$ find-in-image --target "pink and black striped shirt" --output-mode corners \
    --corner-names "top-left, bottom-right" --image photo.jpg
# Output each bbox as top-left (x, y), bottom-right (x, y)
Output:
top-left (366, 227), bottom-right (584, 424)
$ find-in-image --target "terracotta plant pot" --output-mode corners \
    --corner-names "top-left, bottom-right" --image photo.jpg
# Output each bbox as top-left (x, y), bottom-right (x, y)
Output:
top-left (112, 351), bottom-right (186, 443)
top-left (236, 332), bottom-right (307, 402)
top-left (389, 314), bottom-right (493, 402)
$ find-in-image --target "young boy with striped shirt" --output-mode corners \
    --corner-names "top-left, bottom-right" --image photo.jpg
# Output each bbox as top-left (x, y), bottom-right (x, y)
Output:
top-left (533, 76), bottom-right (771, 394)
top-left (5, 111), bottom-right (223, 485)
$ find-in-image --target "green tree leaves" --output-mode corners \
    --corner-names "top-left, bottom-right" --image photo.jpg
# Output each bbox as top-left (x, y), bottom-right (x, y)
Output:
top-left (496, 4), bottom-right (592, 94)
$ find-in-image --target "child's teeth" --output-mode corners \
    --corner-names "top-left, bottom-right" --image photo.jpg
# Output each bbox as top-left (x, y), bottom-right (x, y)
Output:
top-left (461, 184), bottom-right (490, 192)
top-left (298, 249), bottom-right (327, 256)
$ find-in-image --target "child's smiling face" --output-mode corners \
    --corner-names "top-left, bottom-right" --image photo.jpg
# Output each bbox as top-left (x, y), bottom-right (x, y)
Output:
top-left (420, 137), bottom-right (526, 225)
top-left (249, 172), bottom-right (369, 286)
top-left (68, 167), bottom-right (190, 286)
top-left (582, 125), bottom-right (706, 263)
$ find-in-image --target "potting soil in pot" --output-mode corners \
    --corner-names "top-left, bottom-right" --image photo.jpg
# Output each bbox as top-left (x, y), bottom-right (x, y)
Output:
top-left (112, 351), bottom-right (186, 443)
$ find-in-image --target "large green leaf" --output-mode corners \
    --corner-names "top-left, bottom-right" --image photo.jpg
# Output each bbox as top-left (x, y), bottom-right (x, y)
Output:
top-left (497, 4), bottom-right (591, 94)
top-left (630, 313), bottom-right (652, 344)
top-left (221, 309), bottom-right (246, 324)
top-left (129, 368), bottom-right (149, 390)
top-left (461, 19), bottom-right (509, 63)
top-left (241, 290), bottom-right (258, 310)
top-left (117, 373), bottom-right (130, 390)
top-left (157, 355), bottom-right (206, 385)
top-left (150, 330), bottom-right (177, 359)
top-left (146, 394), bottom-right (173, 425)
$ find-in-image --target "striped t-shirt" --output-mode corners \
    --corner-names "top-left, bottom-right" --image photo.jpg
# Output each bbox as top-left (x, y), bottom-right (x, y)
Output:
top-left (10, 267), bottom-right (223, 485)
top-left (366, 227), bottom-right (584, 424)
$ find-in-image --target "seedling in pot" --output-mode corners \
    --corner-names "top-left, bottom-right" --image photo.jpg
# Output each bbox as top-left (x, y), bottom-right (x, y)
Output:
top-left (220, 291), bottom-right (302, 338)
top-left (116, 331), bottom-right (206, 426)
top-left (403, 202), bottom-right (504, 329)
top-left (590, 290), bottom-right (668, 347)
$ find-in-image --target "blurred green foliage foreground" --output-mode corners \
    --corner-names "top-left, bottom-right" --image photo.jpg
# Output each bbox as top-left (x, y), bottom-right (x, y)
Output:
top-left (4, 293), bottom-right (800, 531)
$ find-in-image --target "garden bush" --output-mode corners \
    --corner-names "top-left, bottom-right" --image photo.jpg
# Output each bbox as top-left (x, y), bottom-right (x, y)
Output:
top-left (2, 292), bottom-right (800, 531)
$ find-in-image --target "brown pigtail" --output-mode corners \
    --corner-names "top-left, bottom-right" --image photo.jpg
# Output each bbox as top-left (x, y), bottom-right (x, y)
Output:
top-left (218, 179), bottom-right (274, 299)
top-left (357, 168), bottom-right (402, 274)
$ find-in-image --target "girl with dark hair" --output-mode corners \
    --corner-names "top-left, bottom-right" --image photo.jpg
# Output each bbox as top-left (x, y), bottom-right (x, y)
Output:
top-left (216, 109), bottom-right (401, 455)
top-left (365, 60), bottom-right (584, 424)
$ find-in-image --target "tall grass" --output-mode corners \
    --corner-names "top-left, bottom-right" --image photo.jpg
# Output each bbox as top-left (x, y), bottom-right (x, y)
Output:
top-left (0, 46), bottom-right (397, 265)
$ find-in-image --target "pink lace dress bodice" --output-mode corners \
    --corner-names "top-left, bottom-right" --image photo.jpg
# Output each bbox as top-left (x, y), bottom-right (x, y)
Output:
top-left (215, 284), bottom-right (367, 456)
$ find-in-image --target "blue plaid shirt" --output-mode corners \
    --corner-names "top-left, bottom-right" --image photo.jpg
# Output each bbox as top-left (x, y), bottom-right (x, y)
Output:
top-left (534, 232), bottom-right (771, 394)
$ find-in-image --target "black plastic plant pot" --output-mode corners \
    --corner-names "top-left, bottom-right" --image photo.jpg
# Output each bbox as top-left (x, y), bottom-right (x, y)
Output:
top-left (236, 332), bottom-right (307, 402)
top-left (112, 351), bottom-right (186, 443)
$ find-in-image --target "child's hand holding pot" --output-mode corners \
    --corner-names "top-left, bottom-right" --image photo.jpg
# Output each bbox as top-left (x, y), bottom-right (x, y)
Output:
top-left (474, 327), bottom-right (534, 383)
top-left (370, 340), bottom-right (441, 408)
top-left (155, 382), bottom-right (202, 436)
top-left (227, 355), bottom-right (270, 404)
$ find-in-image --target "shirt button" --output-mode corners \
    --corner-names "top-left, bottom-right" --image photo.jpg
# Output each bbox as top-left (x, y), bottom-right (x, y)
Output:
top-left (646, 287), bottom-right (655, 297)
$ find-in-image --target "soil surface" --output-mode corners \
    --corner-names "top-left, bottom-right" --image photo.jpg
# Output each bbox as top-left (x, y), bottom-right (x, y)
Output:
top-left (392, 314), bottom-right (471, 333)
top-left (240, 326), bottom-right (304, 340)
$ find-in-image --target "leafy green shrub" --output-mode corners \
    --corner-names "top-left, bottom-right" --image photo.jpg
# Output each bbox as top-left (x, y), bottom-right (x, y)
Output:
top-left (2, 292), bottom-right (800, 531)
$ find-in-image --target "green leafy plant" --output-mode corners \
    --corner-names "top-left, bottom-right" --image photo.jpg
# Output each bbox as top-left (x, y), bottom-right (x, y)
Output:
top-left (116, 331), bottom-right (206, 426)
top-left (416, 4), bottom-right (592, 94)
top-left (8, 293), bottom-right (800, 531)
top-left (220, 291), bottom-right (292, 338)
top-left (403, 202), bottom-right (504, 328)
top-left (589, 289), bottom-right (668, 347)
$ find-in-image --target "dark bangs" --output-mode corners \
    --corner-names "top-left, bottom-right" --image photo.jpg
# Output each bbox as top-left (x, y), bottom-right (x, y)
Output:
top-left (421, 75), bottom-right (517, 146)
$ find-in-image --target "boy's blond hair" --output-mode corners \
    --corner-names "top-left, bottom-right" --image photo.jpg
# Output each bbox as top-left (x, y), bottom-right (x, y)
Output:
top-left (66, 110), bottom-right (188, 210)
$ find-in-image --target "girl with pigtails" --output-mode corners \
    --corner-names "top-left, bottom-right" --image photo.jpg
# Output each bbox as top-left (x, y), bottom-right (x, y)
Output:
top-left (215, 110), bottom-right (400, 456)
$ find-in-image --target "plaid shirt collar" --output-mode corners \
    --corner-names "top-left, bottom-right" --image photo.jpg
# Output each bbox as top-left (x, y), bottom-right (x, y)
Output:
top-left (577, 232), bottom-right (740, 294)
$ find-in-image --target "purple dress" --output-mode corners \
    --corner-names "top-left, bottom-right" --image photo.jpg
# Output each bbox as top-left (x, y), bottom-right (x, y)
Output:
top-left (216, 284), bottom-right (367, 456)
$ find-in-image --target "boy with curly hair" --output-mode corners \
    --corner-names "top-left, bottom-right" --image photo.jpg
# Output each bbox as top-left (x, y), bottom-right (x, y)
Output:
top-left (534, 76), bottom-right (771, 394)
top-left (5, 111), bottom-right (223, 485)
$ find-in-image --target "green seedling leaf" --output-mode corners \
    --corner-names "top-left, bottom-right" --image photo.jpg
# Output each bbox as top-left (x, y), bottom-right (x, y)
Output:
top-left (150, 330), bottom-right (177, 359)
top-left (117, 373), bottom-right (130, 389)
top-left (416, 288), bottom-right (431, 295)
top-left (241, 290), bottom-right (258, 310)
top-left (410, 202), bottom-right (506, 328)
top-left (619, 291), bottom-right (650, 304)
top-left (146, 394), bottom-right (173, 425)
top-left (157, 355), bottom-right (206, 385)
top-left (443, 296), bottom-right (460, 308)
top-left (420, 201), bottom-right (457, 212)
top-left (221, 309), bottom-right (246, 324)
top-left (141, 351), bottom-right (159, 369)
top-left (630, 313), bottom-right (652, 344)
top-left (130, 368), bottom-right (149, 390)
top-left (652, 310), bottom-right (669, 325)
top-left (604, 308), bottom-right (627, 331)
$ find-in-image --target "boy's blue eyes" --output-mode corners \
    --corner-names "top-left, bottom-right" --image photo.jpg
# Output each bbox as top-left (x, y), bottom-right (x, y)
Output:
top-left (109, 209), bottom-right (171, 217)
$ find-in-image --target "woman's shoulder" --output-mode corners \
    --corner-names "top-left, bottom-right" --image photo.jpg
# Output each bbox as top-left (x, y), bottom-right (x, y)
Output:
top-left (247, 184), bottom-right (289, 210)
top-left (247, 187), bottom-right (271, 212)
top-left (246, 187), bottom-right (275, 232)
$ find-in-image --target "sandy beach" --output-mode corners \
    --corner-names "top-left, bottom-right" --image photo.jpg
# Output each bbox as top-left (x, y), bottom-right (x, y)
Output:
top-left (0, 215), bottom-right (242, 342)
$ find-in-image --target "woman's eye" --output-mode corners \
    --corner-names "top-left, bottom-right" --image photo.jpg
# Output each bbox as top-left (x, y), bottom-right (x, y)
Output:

■ **What needs to be done**:
Only lines of the data holding the word "plaid" go in the answer. Please copy each of them.

■ **Written response**:
$ find-in-image --target "blue plaid shirt" --output-mode corners \
$ find-in-image --target "plaid shirt collar" --output-mode corners \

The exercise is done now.